→ **MATERIAL FOR THIS EXERCISE**:
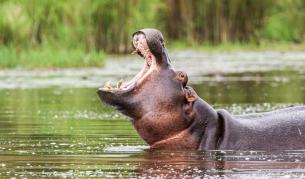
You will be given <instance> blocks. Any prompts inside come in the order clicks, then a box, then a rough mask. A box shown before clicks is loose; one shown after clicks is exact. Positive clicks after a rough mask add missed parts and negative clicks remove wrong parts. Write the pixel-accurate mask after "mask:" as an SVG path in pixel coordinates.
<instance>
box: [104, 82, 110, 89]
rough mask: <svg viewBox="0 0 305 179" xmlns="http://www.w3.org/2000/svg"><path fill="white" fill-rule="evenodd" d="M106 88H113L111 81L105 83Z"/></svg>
mask: <svg viewBox="0 0 305 179" xmlns="http://www.w3.org/2000/svg"><path fill="white" fill-rule="evenodd" d="M104 88H106V89H111V88H112V86H111V81H107V82H106V83H105V85H104Z"/></svg>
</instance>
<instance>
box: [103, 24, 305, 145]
mask: <svg viewBox="0 0 305 179" xmlns="http://www.w3.org/2000/svg"><path fill="white" fill-rule="evenodd" d="M132 37H133V40H132V46H133V48H134V49H135V52H136V53H138V54H139V55H140V56H141V57H143V58H144V66H143V68H142V70H141V71H140V72H139V73H138V74H137V75H136V76H135V77H134V78H133V79H132V80H131V81H129V82H126V83H124V82H122V81H120V82H119V83H118V85H117V87H112V86H111V85H110V84H107V85H106V86H104V87H101V88H99V89H98V91H97V93H98V96H99V98H100V99H101V101H103V102H104V103H106V104H108V105H111V106H113V107H115V108H116V109H117V110H119V111H120V112H122V113H123V114H125V115H127V116H128V117H130V118H131V122H132V124H133V126H134V127H135V129H136V130H137V132H138V134H139V135H140V136H141V137H142V138H143V139H144V140H145V141H146V143H147V144H149V145H150V148H151V149H170V150H172V149H175V150H186V149H194V150H264V151H275V150H300V149H305V107H304V106H297V107H289V108H285V109H279V110H275V111H271V112H264V113H256V114H248V115H231V114H230V113H229V112H227V111H226V110H224V109H217V110H216V109H214V108H213V107H212V106H211V105H209V104H208V103H207V102H206V101H204V100H203V99H202V98H200V97H199V96H198V95H197V94H196V92H195V91H194V90H193V89H192V88H191V87H190V86H187V83H188V76H187V74H186V73H185V72H183V71H177V70H175V69H174V67H173V66H172V64H171V59H170V57H169V55H168V52H167V49H166V47H165V43H164V38H163V36H162V34H161V32H160V31H158V30H156V29H141V30H138V31H137V32H135V33H134V34H133V35H132Z"/></svg>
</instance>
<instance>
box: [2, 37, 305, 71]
mask: <svg viewBox="0 0 305 179" xmlns="http://www.w3.org/2000/svg"><path fill="white" fill-rule="evenodd" d="M167 46H168V48H169V52H170V54H171V55H174V54H175V53H177V52H182V51H194V52H198V53H224V52H242V51H254V52H264V51H275V52H298V51H301V52H303V51H305V44H304V43H303V44H288V43H261V44H260V45H255V44H250V43H248V44H238V43H234V44H233V43H222V44H220V45H211V44H200V45H196V44H192V45H190V44H187V43H185V42H178V41H176V42H172V43H169V44H167ZM107 56H108V57H109V56H112V58H107ZM113 56H116V55H114V54H106V53H104V52H95V51H91V52H85V51H84V50H81V49H55V48H36V49H20V50H19V49H16V48H8V47H0V69H9V68H22V69H23V68H24V69H36V68H38V69H58V68H84V67H101V66H103V65H105V61H106V60H111V59H113ZM120 56H121V55H120Z"/></svg>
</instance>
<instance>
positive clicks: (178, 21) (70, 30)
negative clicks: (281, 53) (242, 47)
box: [0, 0, 305, 66]
mask: <svg viewBox="0 0 305 179" xmlns="http://www.w3.org/2000/svg"><path fill="white" fill-rule="evenodd" d="M144 27H155V28H158V29H160V30H161V31H162V32H163V33H164V35H165V36H166V37H167V40H168V41H179V42H182V43H185V44H188V45H196V46H198V45H199V46H200V45H201V44H210V45H221V44H222V43H223V44H230V43H237V44H248V43H250V44H256V45H258V46H259V45H260V44H266V42H272V43H278V42H281V43H283V42H288V43H302V42H304V41H305V1H304V0H277V1H273V0H165V1H163V0H150V1H144V0H77V1H75V0H65V1H55V0H26V1H25V0H0V49H1V54H0V55H1V56H0V61H2V62H0V63H1V64H8V65H11V64H15V63H17V62H18V63H21V64H22V61H23V60H18V59H16V60H17V62H14V60H13V58H15V56H16V58H21V57H22V58H25V57H23V56H25V55H29V57H27V58H35V59H37V60H38V59H40V60H41V59H42V58H43V59H47V58H49V59H50V60H51V61H54V62H49V61H47V62H44V63H45V64H46V65H48V64H49V63H53V64H58V65H61V64H59V63H60V62H61V63H63V64H66V65H67V64H68V62H66V60H67V59H63V58H61V57H60V56H61V55H62V56H65V57H69V58H70V59H71V58H73V59H75V60H71V62H69V63H70V64H71V65H73V66H76V64H75V63H76V62H79V63H81V64H82V65H86V64H87V63H85V62H84V61H83V59H84V57H83V56H85V54H98V53H97V52H106V53H129V52H130V51H131V49H130V47H131V46H130V40H131V37H130V35H131V34H132V32H134V31H136V30H137V29H140V28H144ZM48 48H50V49H48ZM8 49H9V50H8ZM57 49H60V50H57ZM7 51H10V52H11V53H12V54H8V52H7ZM14 51H15V53H14ZM30 51H33V52H30ZM50 51H52V52H53V53H55V54H57V55H58V58H53V57H54V56H53V57H46V56H47V55H46V54H53V53H51V52H50ZM64 51H67V52H64ZM70 52H71V53H72V52H73V53H75V54H78V55H79V56H78V57H76V55H73V54H70ZM39 55H41V57H40V58H38V57H36V56H39ZM4 58H5V59H4ZM3 59H4V60H3ZM9 59H10V60H12V62H9ZM59 59H60V62H56V61H57V60H59ZM81 59H82V60H81ZM3 61H5V62H3ZM35 63H37V64H43V63H42V62H41V61H39V62H35ZM33 64H34V62H33ZM89 64H90V65H94V64H95V62H94V63H91V62H90V63H89ZM24 65H25V63H24ZM2 66H3V65H2ZM11 66H14V65H11ZM62 66H65V65H62Z"/></svg>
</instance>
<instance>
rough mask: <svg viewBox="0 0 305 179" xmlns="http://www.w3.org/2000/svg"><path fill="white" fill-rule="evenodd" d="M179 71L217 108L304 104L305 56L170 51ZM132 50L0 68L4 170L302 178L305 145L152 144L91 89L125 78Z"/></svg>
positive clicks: (268, 107)
mask: <svg viewBox="0 0 305 179" xmlns="http://www.w3.org/2000/svg"><path fill="white" fill-rule="evenodd" d="M172 61H173V63H174V65H175V67H176V69H180V70H181V69H182V70H184V71H186V72H187V73H188V74H189V77H190V85H191V86H192V87H194V88H195V90H196V91H197V92H198V93H199V95H200V96H201V97H203V98H204V99H205V100H206V101H207V102H209V103H210V104H212V105H213V106H214V107H215V108H225V109H227V110H228V111H230V112H232V113H234V114H244V113H252V112H262V111H269V110H273V109H278V108H282V107H287V106H290V105H303V103H304V102H305V53H301V52H294V53H279V52H259V53H258V52H243V53H222V54H202V53H194V52H175V53H173V54H172ZM141 65H142V61H141V59H139V58H137V57H130V56H127V57H113V59H111V60H109V62H108V63H107V64H106V66H105V67H104V68H93V69H68V70H48V71H45V70H18V69H15V70H1V71H0V99H1V100H0V177H18V178H22V177H25V178H31V177H35V178H40V177H102V178H106V177H107V178H109V177H114V178H118V177H126V178H128V177H149V176H160V177H169V178H171V177H174V176H175V177H176V178H181V177H186V178H188V177H189V178H194V177H198V176H199V177H207V178H208V177H211V178H226V177H228V178H261V177H263V178H301V177H305V149H304V151H281V152H277V153H268V152H264V151H155V152H152V151H149V150H148V147H147V145H146V144H145V143H144V142H143V141H142V140H141V139H140V138H139V137H138V135H137V134H136V132H135V130H134V129H133V127H132V126H131V125H130V123H129V121H128V120H129V119H128V118H126V117H124V116H122V115H121V114H119V113H117V112H116V111H114V110H113V109H112V108H109V107H107V106H104V105H102V104H101V103H100V102H99V100H98V98H97V96H96V93H95V91H96V88H97V87H99V86H101V84H103V83H104V82H106V81H108V80H113V81H116V80H119V79H120V78H123V79H129V78H131V76H132V75H134V74H135V73H136V72H137V71H138V70H139V69H140V68H141Z"/></svg>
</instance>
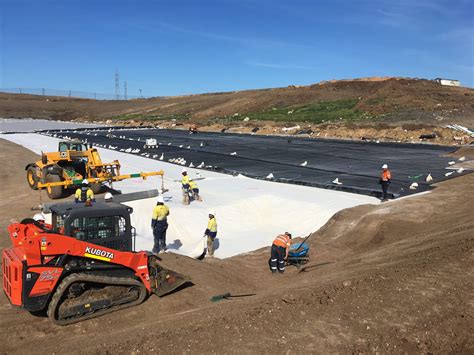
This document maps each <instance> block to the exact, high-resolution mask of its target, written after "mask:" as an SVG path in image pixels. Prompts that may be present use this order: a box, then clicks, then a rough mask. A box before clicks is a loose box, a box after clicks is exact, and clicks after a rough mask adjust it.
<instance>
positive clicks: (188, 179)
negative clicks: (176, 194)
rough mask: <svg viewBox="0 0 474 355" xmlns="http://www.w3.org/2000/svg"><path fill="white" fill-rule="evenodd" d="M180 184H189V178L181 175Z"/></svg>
mask: <svg viewBox="0 0 474 355" xmlns="http://www.w3.org/2000/svg"><path fill="white" fill-rule="evenodd" d="M181 184H183V185H188V184H189V176H188V175H183V178H182V179H181Z"/></svg>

→ **TASK REQUIREMENTS**: Your answer should consist only of the lines from the one with "negative clicks: (176, 194)" through the end of the data above, reproduced exactly.

→ **TASK OUTPUT**:
negative clicks: (176, 194)
rough mask: <svg viewBox="0 0 474 355" xmlns="http://www.w3.org/2000/svg"><path fill="white" fill-rule="evenodd" d="M180 184H189V178L181 175Z"/></svg>
mask: <svg viewBox="0 0 474 355" xmlns="http://www.w3.org/2000/svg"><path fill="white" fill-rule="evenodd" d="M181 184H183V185H188V184H189V176H188V175H183V178H182V179H181Z"/></svg>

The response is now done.